While the proposed method is specifically designed to cope with non-stationary environments, it is possible to use it in stationary environments. However, the main limitation in this case would be the unnecessary overhead that the algorithm puts on the ensemble since the algorithm always builds classifiers over different time-stamps of the target data stream, while there is no need to do that, when a data stream does not evolve.

6 Conclusion and future work

In this paper, we proposed a novel method to seamlessly adapt to concept drifts in non-stationary data stream classification. The Evolutionary Adaptation to Concept Drifts (EACD) method has two layers with a set of classifiers in each layer. The first layer (base layer) is constructed by creating randomly drawn set of subspaces (classification types) from the pool of features of the target data stream. Each type is the basis for building decision trees (classifiers) in a layer. To seamlessly adapt to concept drifts in our approach, the replicator dynamics algorithm is used to increase or reduce the number of trees in each type according to their recent performance in the data stream. The second layer (genetic layer) uses randomly drawn subspaces from the first layer as the first population for Genetic Algorithm employed to optimise the classification types with the most recent instances. Creating new classifiers and training the current classifiers in this layer is the same as in the base layer. For the genetic layer, two different mechanisms are proposed to determine when to restart Genetic Algorithm. The first mechanism is based on comparing the performance of the two layers (implicit EACD), whereas the second one uses a concept drift detection method to check when a new concept drift occurs (explicit EACD).

# Work order:
In the passage on the EACD method, which algorithm increases or reduces the number of trees in each classification type?

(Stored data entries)
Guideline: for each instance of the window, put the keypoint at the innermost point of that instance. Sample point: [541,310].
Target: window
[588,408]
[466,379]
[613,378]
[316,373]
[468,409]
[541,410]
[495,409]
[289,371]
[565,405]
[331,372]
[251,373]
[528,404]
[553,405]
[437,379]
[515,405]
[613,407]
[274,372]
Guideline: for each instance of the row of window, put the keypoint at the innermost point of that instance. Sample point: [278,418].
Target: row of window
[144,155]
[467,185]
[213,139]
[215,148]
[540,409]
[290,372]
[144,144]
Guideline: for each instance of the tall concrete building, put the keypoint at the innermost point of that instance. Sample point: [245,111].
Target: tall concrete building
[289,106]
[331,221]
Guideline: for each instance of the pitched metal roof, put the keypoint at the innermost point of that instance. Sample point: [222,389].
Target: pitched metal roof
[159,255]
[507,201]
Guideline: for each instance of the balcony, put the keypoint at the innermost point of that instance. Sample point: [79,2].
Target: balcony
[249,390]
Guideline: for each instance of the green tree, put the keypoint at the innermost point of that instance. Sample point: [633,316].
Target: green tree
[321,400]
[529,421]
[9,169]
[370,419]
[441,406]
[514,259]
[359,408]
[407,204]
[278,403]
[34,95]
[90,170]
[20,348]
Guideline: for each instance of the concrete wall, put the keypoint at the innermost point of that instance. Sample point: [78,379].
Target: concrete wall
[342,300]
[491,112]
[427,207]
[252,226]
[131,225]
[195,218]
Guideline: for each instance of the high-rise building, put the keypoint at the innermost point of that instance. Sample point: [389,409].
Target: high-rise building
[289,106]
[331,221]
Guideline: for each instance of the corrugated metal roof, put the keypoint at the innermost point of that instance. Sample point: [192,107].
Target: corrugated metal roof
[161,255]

# Written solution:
The replicator dynamics algorithm.